■ **DIRECTIONS FOR THIS TASK**
Without altering a single character, set down all of the data below.

Top of RECORDED INFORMATION

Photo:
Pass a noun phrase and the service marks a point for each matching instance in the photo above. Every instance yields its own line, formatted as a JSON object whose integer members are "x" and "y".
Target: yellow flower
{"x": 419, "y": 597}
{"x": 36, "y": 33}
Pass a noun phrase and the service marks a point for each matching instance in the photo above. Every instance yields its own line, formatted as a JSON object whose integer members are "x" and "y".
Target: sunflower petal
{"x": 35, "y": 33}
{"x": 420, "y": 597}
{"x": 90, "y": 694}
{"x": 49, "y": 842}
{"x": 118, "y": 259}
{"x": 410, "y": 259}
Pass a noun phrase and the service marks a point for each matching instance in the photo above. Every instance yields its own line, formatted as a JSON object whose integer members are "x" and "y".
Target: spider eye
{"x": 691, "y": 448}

Bottom of RECORDED INFORMATION

■ **EXERCISE RESULT**
Photo:
Pass a noun phrase and the service marks a point for each matching instance in the photo above. Every instance yields its own line, formatted as a JSON object whose integer members are "x" and "y".
Target: yellow flower
{"x": 419, "y": 597}
{"x": 36, "y": 33}
Pass a noun phrase and the service marks a point for each matching instance in the photo above. Every instance yields its own line, formatted as a JSON object whose integer members are "x" and "y".
Target: sunflower petal
{"x": 35, "y": 33}
{"x": 420, "y": 597}
{"x": 90, "y": 694}
{"x": 49, "y": 842}
{"x": 118, "y": 259}
{"x": 410, "y": 259}
Pass a noun phrase and the service marks a point for each matching instance in the photo above. Every instance yields its own line, formatted as a JSON object whose integer members are "x" and "y".
Target: spider eye
{"x": 691, "y": 448}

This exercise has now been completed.